### Exercise description
Format every line of the material below as a numbered list, omitting any blank lines and leaving the pictures out.
----- Data entries -----
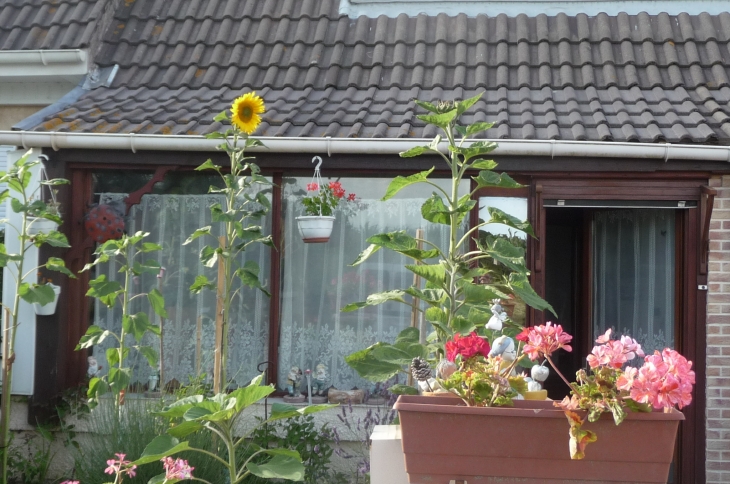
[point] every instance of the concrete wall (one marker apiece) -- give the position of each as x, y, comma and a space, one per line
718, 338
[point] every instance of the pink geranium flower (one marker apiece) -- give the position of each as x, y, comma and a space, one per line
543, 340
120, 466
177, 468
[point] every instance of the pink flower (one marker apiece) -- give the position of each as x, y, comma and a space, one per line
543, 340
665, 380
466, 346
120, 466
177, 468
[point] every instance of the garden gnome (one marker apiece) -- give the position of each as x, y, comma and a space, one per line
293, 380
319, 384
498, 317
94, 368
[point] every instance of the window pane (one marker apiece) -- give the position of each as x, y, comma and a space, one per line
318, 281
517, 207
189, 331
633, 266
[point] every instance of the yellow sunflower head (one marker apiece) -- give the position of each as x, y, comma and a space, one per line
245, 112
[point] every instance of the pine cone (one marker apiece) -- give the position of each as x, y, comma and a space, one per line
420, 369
-----
### Exercise result
1. [point] every instance of the concrete wall (one marker apiece) -- give the position of each as x, y, comma and a space, one per line
2. 718, 338
3. [point] every instance of the pink geranium flower (one marker apiece) -- give the position of each as x, y, comma and a space, one per line
4. 543, 340
5. 120, 466
6. 177, 468
7. [point] every instance of the pink flower (one marker apiece) -- give the position of each as x, y, comma and a space, one per line
8. 543, 340
9. 665, 380
10. 466, 346
11. 120, 466
12. 177, 468
13. [point] every instance of the garden gnome (one marker apiece) -- give the position of each as x, y, comma and a space, one per line
14. 293, 380
15. 319, 384
16. 498, 317
17. 94, 368
18. [point] every instance of the window pane (one marker apiece) -- give the position of each as x, y, comma and a space, one per line
19. 318, 281
20. 517, 207
21. 189, 331
22. 633, 266
23. [point] every instance of the yellow sunflower head (one marker apiece) -- give the position of each as x, y, comma and a space, one per line
24. 245, 112
25. [point] every instance of the pine cone (one marker apiece) -- give the position of each as x, y, comma and a space, one per line
26. 420, 369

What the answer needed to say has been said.